::: RECORDS TO USE :::

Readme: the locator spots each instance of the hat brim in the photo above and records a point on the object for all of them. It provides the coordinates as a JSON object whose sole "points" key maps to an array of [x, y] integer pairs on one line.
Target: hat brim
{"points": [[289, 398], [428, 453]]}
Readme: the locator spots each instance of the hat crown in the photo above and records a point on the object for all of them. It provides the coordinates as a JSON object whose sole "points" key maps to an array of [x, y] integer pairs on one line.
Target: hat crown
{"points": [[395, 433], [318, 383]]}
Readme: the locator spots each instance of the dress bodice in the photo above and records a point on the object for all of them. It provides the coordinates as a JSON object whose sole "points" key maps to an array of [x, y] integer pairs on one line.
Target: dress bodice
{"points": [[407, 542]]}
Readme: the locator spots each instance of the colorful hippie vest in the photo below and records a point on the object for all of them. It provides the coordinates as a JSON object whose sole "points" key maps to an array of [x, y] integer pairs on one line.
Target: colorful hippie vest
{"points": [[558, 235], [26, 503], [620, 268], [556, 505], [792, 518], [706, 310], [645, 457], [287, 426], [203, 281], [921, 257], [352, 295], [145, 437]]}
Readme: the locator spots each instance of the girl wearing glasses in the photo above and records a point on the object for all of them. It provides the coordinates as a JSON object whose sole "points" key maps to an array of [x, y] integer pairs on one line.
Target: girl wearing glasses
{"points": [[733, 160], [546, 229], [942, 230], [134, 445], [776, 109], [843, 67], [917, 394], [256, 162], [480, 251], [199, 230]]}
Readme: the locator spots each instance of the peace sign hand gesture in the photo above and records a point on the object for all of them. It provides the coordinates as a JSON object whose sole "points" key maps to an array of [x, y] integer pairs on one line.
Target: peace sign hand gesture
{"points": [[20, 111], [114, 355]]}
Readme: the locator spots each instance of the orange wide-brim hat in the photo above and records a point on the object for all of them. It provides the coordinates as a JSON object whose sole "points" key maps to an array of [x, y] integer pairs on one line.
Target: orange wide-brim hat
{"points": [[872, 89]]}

:::

AIM: Give the listing above as a two-column CSV with the header row input,output. Write one row for each of its seven items, with the instruction text under input and the matching result under output. Put each field in double quotes and replace any line breaks with spaces.

REPLY:
input,output
"Readme: the locator spots each instance of the hat brim in the photo above and records a point on the object for all of them. It provides the coordinates as a JSON object whose sole ""points"" key maps to an array of [x, y] integer pairs on one line. Target: hat brim","{""points"": [[289, 398], [428, 453]]}"
"Readme: the locator spots each instance of the hat crown in the photo above and records a point on the object for all of them. It provides the coordinates as a JSON object whose sole ""points"" key maps to an array of [x, y] integer pairs on one line. Target: hat crown","{""points"": [[395, 433], [318, 383]]}"
"Readme: the locator spots each instance of the dress bodice in the photo above and records a point on the object for all of them. It provides the coordinates as a JSON object whose sole ""points"" key maps to an array of [x, y] integer pairs on one line. Target: dress bodice","{""points"": [[407, 542]]}"
"Readme: the locator spots each instance of the colorful hippie vest in the photo below and records a point on the object for all of them. It provides the coordinates as a JSON object whose sole ""points"" key maps to an array of [x, y] integer pairs on one line. Target: colorful hippie vest","{""points"": [[558, 235], [26, 503], [620, 268], [556, 505], [792, 518], [706, 310], [645, 457], [287, 426], [203, 281], [921, 257], [352, 295], [145, 437]]}"
"Readme: the locator spots each instance of the girl wearing glasses in the photo above and records a point on the object for all of them. It provides the coordinates as a JSON object whose sole ""points"" key maps to an array of [x, y] integer pairs on one line. Target: girl wearing glasses","{""points"": [[733, 160], [546, 229], [942, 230], [134, 445], [776, 109], [843, 67], [917, 394], [256, 162], [480, 251], [199, 230]]}"
"Readme: the locator spots each instance of the peace sign hand gesture in the photo above and records a point on the object for all of them. It provides the coordinates as a JSON object whose sole ""points"" key maps to an array of [x, y] integer pairs on one line. Target: peace sign hand gesture","{""points"": [[20, 111], [114, 355]]}"
"Readme: the locator spots each instance of the orange wide-brim hat in the photo above and records a point on the object for all of them. It provides the coordinates as a JSON object whose sole ""points"" key maps to an array of [x, y] integer pairs on one line. Target: orange wide-brim hat","{""points"": [[872, 89]]}"